*TO BE DONE*
Carry on the abalone KNN article from the point where it ends.

*ARTICLE*
K-Nearest Neighbour (KNN) from scratch
Writing KNN functions from scratch to classify abalone into different classes based on their age.
TL;DR
Writing KNN algorithms to classify abalone based on their age with an accuracy of 27.614% (n=20). The low accuracy may be due to imbalanced data set as 17 of 29 classes have less than a hundred data points resulting in insufficient data to train the model accurately. Data originates from UCI Machine Learning Repository.
Refer to k-nearest-neigbour github repo for more details.
Introduction
Classification problem refers to grouping similar data or classifying data by specific categories using a predetermined set of features. The output of a classification problem has discrete value represented by an integer.
In this project, we’ll attempt to classify the age of abalone into 15 classes (i.e., rings) using the following features.
Features | Data Type | Measures | Description |
---|---|---|---|
Sex | Nominal | M, F, I (Infant) | Nil |
Length | Continuous | mm | Longest shell measurement |
Diameter | Continuous | mm | Perpendicular to length |
Height | Continuous | mm | With meat in shell |
Whole weight | Continuous | grams | Whole abalone |
Shucked weight | Continuous | grams | Weight of meat |
Viscera weight | Continuous | grams | Gut weight (after bleeding) |
Shell weight | Continuous | grams | After being dried |
K-Nearest Neighbours (KNN)
The KNN algorithm assumes that similar data points exist in close proximity. The neighbouring data points are used to predict the outcome of the the new data point by choosing the most common categories for classification problems or mean of the neighbours for regression problems. K
represents the number of neighbours used to predict the outcome.
Normalisation of data points when using KNN for prediction is important to ensure that the distance is not being influenced by features with higher scale of measurements that could result in misclassifications. KNN is distance dependent, where more weight is given to higher scaled feature.
Python code for KNN algorithm, train-test-split and K-fold:
import numpy as np
def loadData(filename):
# Load data from file into X
X = []
count = 0
text_file = open(filename, "r")
lines = text_file.readlines()
for line in lines:
X.append([])
words = line.split(",")
# Convert values of the first attribute into float
for word in words:
if (word=='M'):
word = 0.333
if (word=='F'):
word = 0.666
if (word=='I'):
word = 1
X[count].append(float(word))
count += 1
return np.asarray(X)
def testNorm(X_norm):
xMerged = np.copy(X_norm[0])
# Merge datasets
for i in range(len(X_norm)-1):
xMerged = np.concatenate((xMerged,X_norm[i+1]))

*RECORDED INFORMATION*

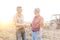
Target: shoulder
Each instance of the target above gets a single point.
(40, 17)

*THE REPLY*
print(np.mean(xMerged,axis=0))
print(np.sum(xMerged,axis=0))
def dataNorm(X):
# Normalise data points for first 8 columns
for i in range(0, 8):
col = X[:,i]
max_val = col.max()
min_val = col.min()
X[:,i] = (col-min_val)/(max_val-min_val)
return X
def splitTT(X_norm, percentTrain):
# Split dataset into train and test set based on the percentTrain specified
# Random shuffling of data before splitting
np.random.shuffle(X_norm)
# Get index to split the data and slice the dataset based on the index
index = round(len(X_norm)*percentTrain)
X_train, X_test = X_norm[:index,:], X_norm[index:,:]
X_split = [X_train, X_test]
return X_split
def splitCV(X_norm, k):
# Partition dataset into k-folds based on k (i.e., number of partitions) specified
# Random shuffling of data before partitioning
np.random.shuffle(X_norm)
X_split = []
# Get the approx. size for each fold
size = round(len(X_norm)/k)
# Partition the data based on the size. The remaining data points will be added to the arrays
# and attempt to make the size of each array equal. Remaining data points would be left unused.
for i in range(k):
X_split.append(X_norm[:size,:])
X_norm = X_norm[size:,:]
# If there are limited data points, the following code could be use to add the remaining data points
# to the partitions: (Extra)
# if len(X_norm) != 0:
# i = 0
# for elem in X_norm:
# X_split[i] = list(X_split[i])
# X_split[i].append(elem)
# X_split[i] = np.array(X_split[i])
# i+=1
return X_split
def knn(X_train, X_test, K):
predictions = []
# Generate prediction for X_test
for row in X_test:
# Calculate the distance of the data points in X_train for each data point in X_test
distances = []
for row_train in X_train:
distance = 0
# Calculated distance based on Euclidean distance
for i in range(len(row)-1):
distance += (row[i] - row_train[i])**2
distance = np.sqrt(distance)
distances.append((row_train, distance))
# Sort the distances for the data point of X_test
distances.sort(key=lambda elem: elem[1])
# Get the "K" (specified number of neighbours) and predict the class for that data point
neighbours = []
for i in range(K):
neighbours.append(distances[i][0])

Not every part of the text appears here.